--- Exercise details ---
Rewrite the material below as a numbered list with one line per item. Leave out blank lines and the pictures.

--- Data for processing ---

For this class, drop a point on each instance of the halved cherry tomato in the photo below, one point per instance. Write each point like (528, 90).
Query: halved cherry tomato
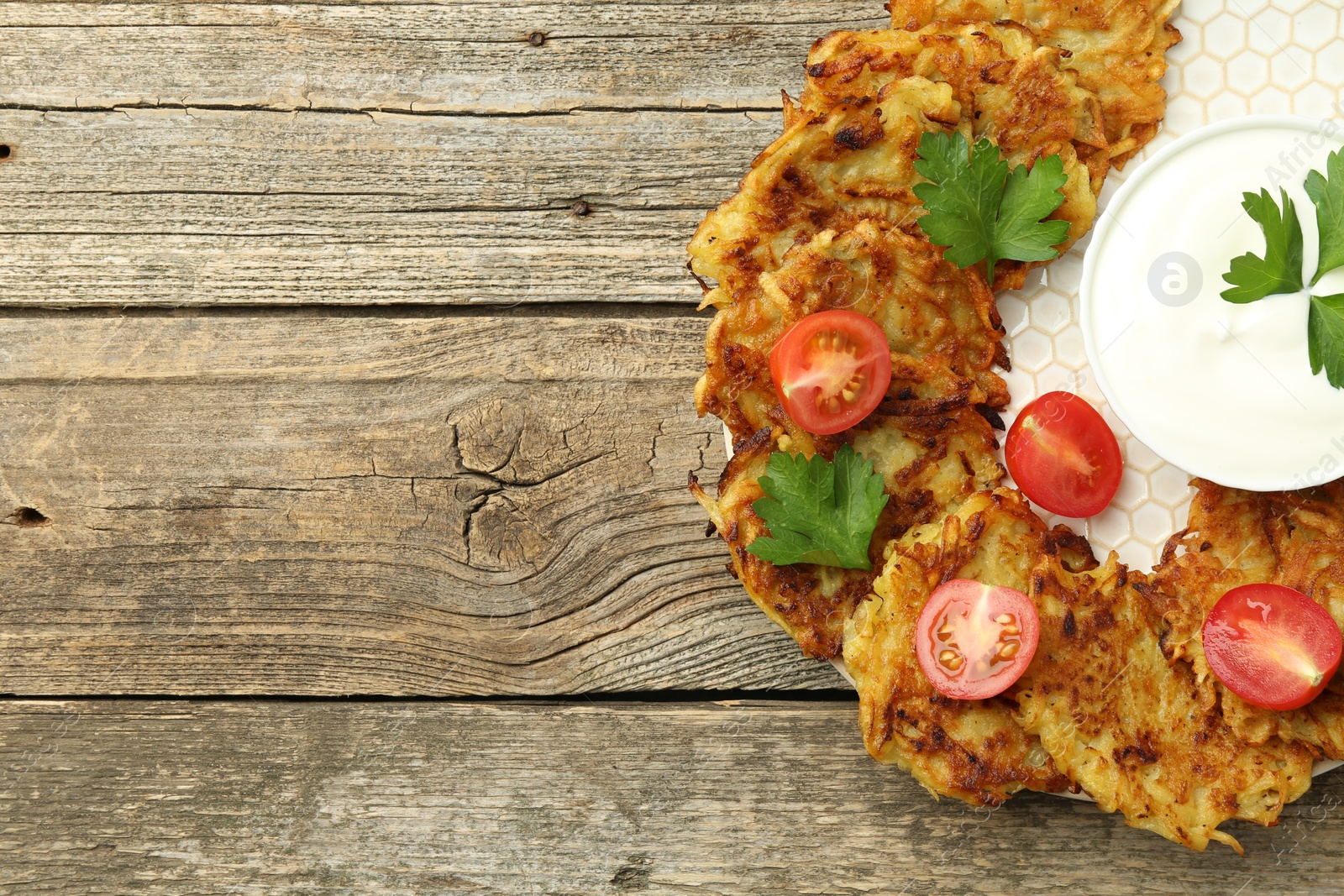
(831, 369)
(974, 640)
(1063, 456)
(1272, 647)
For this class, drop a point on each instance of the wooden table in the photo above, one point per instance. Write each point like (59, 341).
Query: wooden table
(347, 356)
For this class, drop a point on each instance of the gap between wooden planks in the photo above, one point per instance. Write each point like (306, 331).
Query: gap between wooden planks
(467, 58)
(367, 154)
(205, 207)
(738, 797)
(313, 506)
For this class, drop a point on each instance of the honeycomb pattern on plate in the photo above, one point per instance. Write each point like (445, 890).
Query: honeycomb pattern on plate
(1240, 56)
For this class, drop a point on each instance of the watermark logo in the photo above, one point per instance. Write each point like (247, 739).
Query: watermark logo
(1175, 280)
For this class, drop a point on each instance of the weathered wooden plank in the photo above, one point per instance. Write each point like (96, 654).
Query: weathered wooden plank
(198, 207)
(447, 56)
(360, 506)
(114, 797)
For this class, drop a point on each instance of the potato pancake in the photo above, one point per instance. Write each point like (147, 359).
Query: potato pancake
(1240, 537)
(1117, 47)
(848, 156)
(967, 748)
(828, 174)
(1132, 727)
(1011, 90)
(929, 461)
(940, 322)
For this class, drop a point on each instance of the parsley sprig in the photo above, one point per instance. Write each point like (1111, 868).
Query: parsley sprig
(980, 211)
(817, 511)
(1281, 269)
(1327, 194)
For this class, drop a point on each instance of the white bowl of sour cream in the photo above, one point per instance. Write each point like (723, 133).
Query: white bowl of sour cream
(1222, 391)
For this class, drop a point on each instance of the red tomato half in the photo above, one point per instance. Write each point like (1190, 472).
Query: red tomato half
(974, 640)
(831, 369)
(1272, 647)
(1063, 456)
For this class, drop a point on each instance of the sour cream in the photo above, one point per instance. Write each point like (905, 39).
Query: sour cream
(1222, 391)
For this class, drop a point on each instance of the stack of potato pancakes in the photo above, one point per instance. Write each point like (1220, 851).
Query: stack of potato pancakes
(1119, 700)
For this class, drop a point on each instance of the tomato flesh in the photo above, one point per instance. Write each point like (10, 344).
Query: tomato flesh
(1272, 647)
(1063, 456)
(831, 369)
(974, 640)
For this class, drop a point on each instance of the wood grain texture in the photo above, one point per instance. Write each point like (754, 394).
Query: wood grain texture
(425, 56)
(514, 799)
(199, 207)
(365, 506)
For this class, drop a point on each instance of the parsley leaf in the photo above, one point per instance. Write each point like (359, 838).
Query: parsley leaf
(978, 210)
(1328, 197)
(817, 511)
(1326, 338)
(1281, 270)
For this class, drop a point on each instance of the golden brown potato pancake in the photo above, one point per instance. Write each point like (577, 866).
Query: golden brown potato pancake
(940, 322)
(853, 164)
(1117, 47)
(1011, 90)
(929, 461)
(1240, 537)
(967, 748)
(848, 156)
(1132, 727)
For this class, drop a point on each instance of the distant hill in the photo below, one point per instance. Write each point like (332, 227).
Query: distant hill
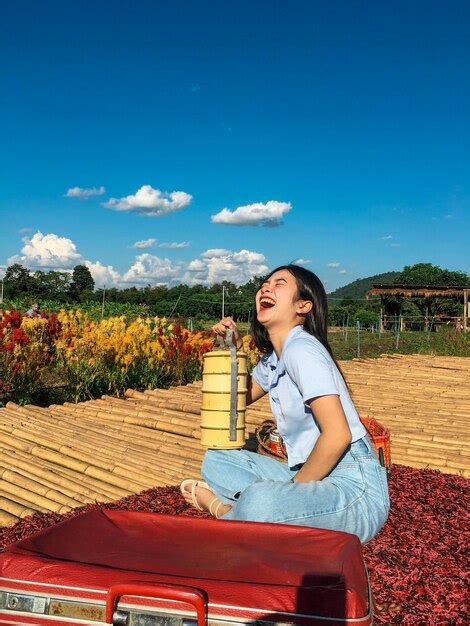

--- Written reply ---
1. For this class, drop a point on each instance of the halved cherry tomato in the photo below, one point per instance. Write each point like (528, 90).
2. Query: halved cherry tomato
3. (831, 369)
4. (974, 640)
5. (1063, 456)
6. (1272, 647)
7. For this class, drop a point on each instance of the wooden table in the photo above, one point per instance. Write each point like (59, 341).
8. Query: wooden table
9. (347, 356)
10. For this class, drop a point on each instance of the gap between wooden planks in the photo above, one point per instance. Write each point like (306, 331).
11. Query: gap between wooden planks
12. (467, 58)
13. (367, 154)
14. (205, 207)
15. (738, 797)
16. (313, 506)
17. For this class, drop a point on each instance of the honeycomb pattern on plate in the photo above, one point per instance. Write each point like (445, 890).
18. Query: honeycomb pattern on plate
19. (1240, 56)
20. For this class, drop a point on each instance of the watermark logo in the photo above, one point per instance. Write each point like (247, 739).
21. Query: watermark logo
22. (1175, 280)
23. For this class, drop a point on each instance of the weathered wooden plank in the photo above, one point per instance. Write each point like (96, 654).
24. Query: weathered wooden plank
25. (198, 207)
26. (447, 56)
27. (360, 506)
28. (114, 797)
29. For this class, drop a point on each instance of the potato pancake in the photo above, one point per instance. Write each point like (147, 359).
30. Query: potato pancake
31. (1240, 537)
32. (1117, 47)
33. (848, 156)
34. (967, 748)
35. (828, 174)
36. (1132, 727)
37. (1011, 90)
38. (929, 461)
39. (940, 322)
40. For this class, drop a point on each instance of the parsley sprig in the photo above, one point per instance. Write each point like (1111, 868).
41. Query: parsley sprig
42. (980, 211)
43. (817, 511)
44. (1281, 269)
45. (1327, 194)
46. For this class, drop a point on each instance of the white bowl of sour cream in the photo above, one point per instance. Write each point like (723, 133).
47. Query: white bowl of sour cream
48. (1222, 391)
49. For this class, drop a point on each instance of the red tomato half in the photo above, one point per instance. Write each point like (1190, 472).
50. Query: red tomato half
51. (974, 640)
52. (831, 369)
53. (1272, 647)
54. (1063, 456)
55. For this class, drop a point on each instance of the sour cream in the photo above, one point per instance. Write each point like (905, 39).
56. Query: sour cream
57. (1222, 391)
58. For this class, drop a point on each instance of the stack of potato pancakes in the photo above, one point per instance. Write each point like (1220, 851).
59. Query: stack of potato pancakes
60. (1119, 700)
61. For this class, drop a point on each instance of the tomato flesh in the photo above, one point per instance. Write each point like (10, 344).
62. Query: tomato flesh
63. (1272, 647)
64. (1063, 456)
65. (831, 369)
66. (974, 640)
67. For this class, drop a point on each instance of the wood grain texture in the photo above, one point per instance. Write each point like (754, 394).
68. Query: wood grain texture
69. (425, 56)
70. (514, 799)
71. (199, 207)
72. (365, 506)
73. For this class, drop a point on each instance of the parsley leaf in the photo above, one point per instance. Write each point like (359, 838).
74. Query: parsley leaf
75. (978, 210)
76. (1328, 197)
77. (817, 511)
78. (1326, 338)
79. (1281, 270)
80. For this class, drop a point on each instance of the golden brown potato pancake in the photo above, one point per instance. Write each point like (577, 866).
81. Query: golden brown potato pancake
82. (940, 322)
83. (853, 164)
84. (1117, 47)
85. (1011, 90)
86. (929, 461)
87. (1240, 537)
88. (967, 748)
89. (848, 156)
90. (1132, 727)
91. For this class, drop a point on each instance of the distant hill in the photo below, one point per instance. Write each point like (332, 227).
92. Query: distant hill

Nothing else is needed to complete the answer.